## List of tasks
1) In the article on Australian underinsurance, what share of families does the research say lack adequate life insurance?
2) Write the next paragraph of the article on Australian underinsurance, picking up right after its final sentence.

Most Australians lack life insurance & are shockingly underinsured
18/03/2010
An article published in The Australian on 3 March 2010 discusses recent research commissioned by the Investment and Financial Services Association into the underinsurance of Australians. The research was released on 2 March 2010, saying that 95 per cent of families do not have adequate life insurance. This research also found that "the typical Australian family will lose 50 per cent or more of their income following the serious illness, injury or loss of one parent, as a result of underinsurance".
The research, carried out by the National Centre for Social and Economic Modelling, sheds new light on the problem of underinsurance. For the first time, dollar figures are put on how much life insurance cover a typical family needs.
It illustrates starkly why inadequate life insurance can wreck a wealth creation plan.
The statistics are sobering. The Australian Bureau of Statistics says that in calendar 2008 there were 12,430 deaths of married men or women of working age (20 to 64).
The IFSA/NATSEM report notes: "This equates to more than 34 families per day losing a member, and over half of those (52 per cent) involve children losing a parent."
It also says a 2008 report found that more than 235,000 working age people, living as a member of a couple with dependent children, had suffered a serious injury or illness in the previous 12 months.
And 17,000 working-age people living as a member of a couple with dependent children had been unable to continue working due to an illness or injury in the previous year.
The IFSA/NATSEM report found that one in five families will be "impacted by the death of a parent or a serious accident or illness that renders a parent unable to work during their working lives".

## Recorded data
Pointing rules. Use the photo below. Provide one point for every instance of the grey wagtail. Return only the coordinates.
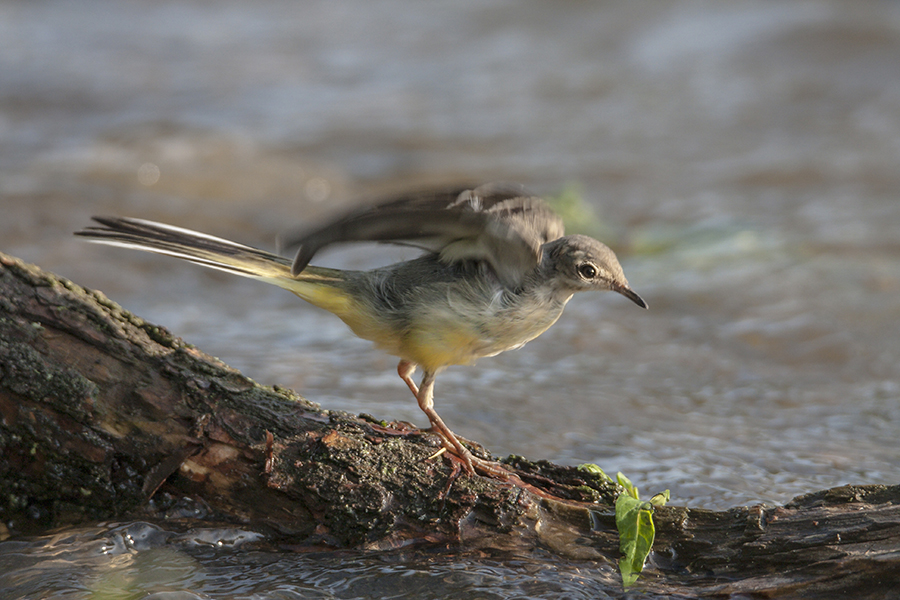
(496, 273)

## Answers below
1) Ninety-five percent of families lack adequate life insurance.

2)
Underinsurance is a major economic issue for the country too: the IFSA/NATSEM research says it will cost the government $1.3 billion during the next decade.
But it has effects much closer to home, particularly for investors.
"If you think you can live on the dole, or that you can live on a disability pension, then don't get income protection insurance," says John Brogden, chief executive of IFSA.
"And if you think your family can survive and prosper financially without you, don't get life insurance.
"You cannot build your wealth and rely on unemployment benefits. And your family cannot build their wealth without an income coming into the house, if not two incomes."
Imagine for a moment that you have an investment loan or a margin loan, and you're diligently paying the interest bill each fortnight or month.
If your income were to cease, and you became unable to meet the interest cost, you'd find your lender selling your assets to recover its loan. Even the most meticulously planned investment strategy would grind to a halt. And since you have no control over when unfortunate events occur, you may find yourself (or your estate) having to sell assets at the worst possible time.
But, even more generally than that, a major illness or trauma can lead to big medical bills. It's not a smart strategy to set yourself up to have to sell investment assets to pay the bills. When the IFSA/NATSEM report suggests a typical working couple needs $1 million of term life insurance to meet debts and provide income for a few years afterwards, it becomes clear how much of a financial strain a death or serious illness or injury can put on the typical family's finances if they're inadequately insured.
That is why life cover is the foundation of any comprehensive wealth creation plan. Without a properly laid foundation, anything you build on top of it is at risk of falling over.
The IFSA/NATSEM report says the recommended level of life insurance is equal to a family's existing level of debt, plus seven times three-quarters of the individual's disposable income (because many costs associated with working no longer exist if you're not working).
Disposable income is defined as "total private [earned] income of the person plus transfer income plus childcare tax refunds received, less income tax and Medicare levies". Income protection insurance is designed to provide 75 per cent of a person's existing income, again, because many expenses associated with working disappear once the individual stops working.
"Many more Australians than we ever thought have injuries, accidents or die during their working lives," Brogden says. "The critical benefit that life insurance gives to them and to their dependents is an income stream at these times.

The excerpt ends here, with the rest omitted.